**Selected extract:**

## BEGIN

By Lehr Middlebrooks Vreeland & Thompson, P.C.

May 25, 2017

Assumptions that the EEOC under a Republican administration will be more favorable to business than under a Democratic administration are not necessarily correct. For example, during President George W. Bush's two terms, the EEOC filed an average of 400 lawsuits a year with only two years of filing fewer than that number. During President Obama's administration, only twice did the EEOC file more than 200 lawsuits in a year and during Fiscal Year 2016, it filed only 114, the lowest during the past 30 years. Furthermore, the rate of "cause" determinations also fell to a record low during the Obama administration.

With that preface, let's review the actions of the EEOC thus far during President Trump's administration. Commissioner Victoria Lipnic (Republican) was appointed Acting Chair of the Commission. She was the only commissioner who voted against the EEOC's revised EEO-1 reporting requirement, which included the onerous pay band reporting. Yet, she has suggested that although she favors "tweaking" that requirement, she does not envision the Commission revoking it. One of President Trump's objectives is to reduce the burden of federal regulation on business, with an outcome to enhance job creation. The EEOC estimated that it would take an employer 31 hours to comply with the new EEO-1 requirements, which was consistent with an SHRM survey that found it would take 30 hours. That is not the kind of regulation that is considered a burden to job creation.

## END

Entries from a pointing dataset
## BEGIN

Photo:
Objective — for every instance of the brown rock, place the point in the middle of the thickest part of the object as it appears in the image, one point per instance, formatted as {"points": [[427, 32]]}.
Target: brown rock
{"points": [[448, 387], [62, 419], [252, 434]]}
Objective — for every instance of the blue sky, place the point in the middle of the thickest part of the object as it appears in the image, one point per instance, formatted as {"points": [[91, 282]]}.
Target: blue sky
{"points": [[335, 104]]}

## END
## BEGIN

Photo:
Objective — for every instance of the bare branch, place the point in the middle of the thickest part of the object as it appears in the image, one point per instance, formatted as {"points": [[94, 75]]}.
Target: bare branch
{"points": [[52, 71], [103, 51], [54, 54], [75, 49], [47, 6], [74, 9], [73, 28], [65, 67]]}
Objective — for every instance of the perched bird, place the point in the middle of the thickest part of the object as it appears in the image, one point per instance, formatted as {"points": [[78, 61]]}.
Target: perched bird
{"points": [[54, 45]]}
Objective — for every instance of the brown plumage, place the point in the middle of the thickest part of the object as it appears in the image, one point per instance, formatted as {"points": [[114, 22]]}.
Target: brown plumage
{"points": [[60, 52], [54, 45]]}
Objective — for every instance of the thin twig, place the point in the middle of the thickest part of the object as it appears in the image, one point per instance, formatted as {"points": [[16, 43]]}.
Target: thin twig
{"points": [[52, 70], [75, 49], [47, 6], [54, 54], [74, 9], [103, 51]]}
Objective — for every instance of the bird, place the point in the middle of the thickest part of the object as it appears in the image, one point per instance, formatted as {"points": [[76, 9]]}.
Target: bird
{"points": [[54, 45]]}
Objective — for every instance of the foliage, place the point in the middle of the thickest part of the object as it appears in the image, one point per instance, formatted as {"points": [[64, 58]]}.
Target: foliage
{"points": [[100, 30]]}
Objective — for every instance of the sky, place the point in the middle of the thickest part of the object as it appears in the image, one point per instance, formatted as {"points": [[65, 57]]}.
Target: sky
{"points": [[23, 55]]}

## END

**Goal 1:**
Using the EEOC article, decide whether each statement is true: (a) the EEOC filed 114 lawsuits in Fiscal Year 2016; (b) Victoria Lipnic voted in favor of the revised EEO-1 reporting requirement; (c) the SHRM survey found that compliance would take 31 hours. Answer yes or no for each and quote the words from the article that decide it.
**Goal 2:**
List every person named in the EEOC article.
**Goal 3:**
Resume the EEOC article, starting after its final sentence.

**Written answer 1:**
(a) Yes: "during Fiscal Year 2016, it filed only 114"
(b) No: "She was the only commissioner who voted against the EEOC's revised EEO-1 reporting requirement"
(c) No: "an SHRM survey that found it would take 30 hours"

**Written answer 2:**
George W. Bush, Obama, Trump, Victoria Lipnic

**Written answer 3:**
As Acting Chair, Lipnic has outlined an aggressive agenda for the EEOC, which it is pursuing today. For example, this year marks the 50th anniversary of the Age Discrimination in Employment Act. The EEOC is focusing on age discrimination in hiring, as evidenced by the lawsuit it filed on May 17 against Ruby Tuesday, Inc., in the Southern District of Florida. In that case, the EEOC alleges that the employer discriminated against a 59-year-old candidate for a managerial position, because it wanted to "maximize longevity and minimize premature resignations." In a similar matter, in March the Commission and Texas Roadhouse, Inc., agreed to $12 million in settlement of a lawsuit based upon age discrimination against a class of over 40-year-olds who applied for server and host positions.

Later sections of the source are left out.